◆ What you are asked to do:
In the abstract on business development in Togo, how many small and medium-sized enterprises provided the interview data?

◆ Document passage:
★ ★ ★ ★ ★

Vol. 1 No. 1 (2016)
Navigating Institutional Voids and Entrepreneurial Agency: A Diagnostic Framework for Business Development in Togo (2000–2026)
Abstract
Business development in sub-Saharan Africa is often constrained by institutional voids—the absence of market-supporting institutions. The literature lacks fine-grained diagnostic tools that account for entrepreneurial agency in navigating these voids, particularly in smaller economies. This paper develops and presents a novel diagnostic framework to analyse how entrepreneurs perceive and actively respond to institutional voids, with the objective of identifying viable strategic pathways for enterprise growth. The research employs a longitudinal, qualitative case study methodology, analysing data from in-depth interviews with founders and senior managers of 22 small and medium-sized enterprises, supplemented by archival analysis of policy documents and firm records. Entrepreneurs predominantly employ bridging and buffering strategies, with over 70% of cases relying on informal networks to substitute for missing formal institutions. A key theme was the strategic internalisation of functions, such as self-provisioning logistics, to circumvent infrastructural gaps. Entrepreneurial agency is a critical mediator of institutional voids, with strategic responses forming predictable patterns that can be systematically categorised to inform both managerial practice and policy design. Policymakers should focus on co-creating solutions with the private sector that formalise effective informal practices. Business development programmes must train entrepreneurs in institutional diagnostics and strategic response formulation. institutional voids, entrepreneurial agency, diagnostic framework, business development, informal institutions, strategy This paper provides a novel, practitioner-oriented diagnostic framework that integrates institutional theory with strategic management, offering a structured tool for analysing firm-level responses to macro-level institutional deficiencies.

★ ★ ★ ★ ★

◆ Listed entries:

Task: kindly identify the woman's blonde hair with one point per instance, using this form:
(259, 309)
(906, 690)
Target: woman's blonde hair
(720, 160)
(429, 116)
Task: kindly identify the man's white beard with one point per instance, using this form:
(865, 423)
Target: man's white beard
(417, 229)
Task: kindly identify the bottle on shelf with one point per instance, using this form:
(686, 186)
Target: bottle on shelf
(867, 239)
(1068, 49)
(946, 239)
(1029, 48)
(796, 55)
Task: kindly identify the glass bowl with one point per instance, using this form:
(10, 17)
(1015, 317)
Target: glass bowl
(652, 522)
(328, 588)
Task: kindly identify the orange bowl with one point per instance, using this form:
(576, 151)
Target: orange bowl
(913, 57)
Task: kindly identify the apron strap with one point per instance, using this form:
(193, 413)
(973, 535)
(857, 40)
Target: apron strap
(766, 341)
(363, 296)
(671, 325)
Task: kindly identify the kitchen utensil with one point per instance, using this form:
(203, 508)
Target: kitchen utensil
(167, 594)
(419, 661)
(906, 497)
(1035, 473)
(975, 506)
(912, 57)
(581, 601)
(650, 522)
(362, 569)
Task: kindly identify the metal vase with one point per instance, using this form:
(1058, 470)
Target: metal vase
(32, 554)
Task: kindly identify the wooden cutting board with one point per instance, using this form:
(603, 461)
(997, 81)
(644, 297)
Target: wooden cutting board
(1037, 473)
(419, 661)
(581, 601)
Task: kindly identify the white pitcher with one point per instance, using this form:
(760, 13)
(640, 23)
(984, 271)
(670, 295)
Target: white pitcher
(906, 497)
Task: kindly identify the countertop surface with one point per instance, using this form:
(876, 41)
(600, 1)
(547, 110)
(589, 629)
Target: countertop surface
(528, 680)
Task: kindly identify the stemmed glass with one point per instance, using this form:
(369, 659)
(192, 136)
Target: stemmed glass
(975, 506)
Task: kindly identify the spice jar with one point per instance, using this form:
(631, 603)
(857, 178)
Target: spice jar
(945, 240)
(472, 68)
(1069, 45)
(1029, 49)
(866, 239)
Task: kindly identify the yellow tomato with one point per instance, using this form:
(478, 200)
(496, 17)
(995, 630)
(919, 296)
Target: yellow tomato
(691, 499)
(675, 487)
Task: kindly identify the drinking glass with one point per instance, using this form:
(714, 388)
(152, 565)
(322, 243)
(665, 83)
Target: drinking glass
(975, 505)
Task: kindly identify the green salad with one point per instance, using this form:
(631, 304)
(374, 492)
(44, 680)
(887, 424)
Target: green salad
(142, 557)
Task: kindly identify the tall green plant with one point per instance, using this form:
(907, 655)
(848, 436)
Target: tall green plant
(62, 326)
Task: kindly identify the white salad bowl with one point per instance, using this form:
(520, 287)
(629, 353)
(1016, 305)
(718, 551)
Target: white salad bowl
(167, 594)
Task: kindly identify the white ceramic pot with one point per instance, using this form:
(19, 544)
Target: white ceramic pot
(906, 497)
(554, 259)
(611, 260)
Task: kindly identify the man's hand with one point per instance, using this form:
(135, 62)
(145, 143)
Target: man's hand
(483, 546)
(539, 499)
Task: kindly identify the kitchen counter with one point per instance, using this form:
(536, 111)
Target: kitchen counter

★ ★ ★ ★ ★

◆ Exercise answer:
22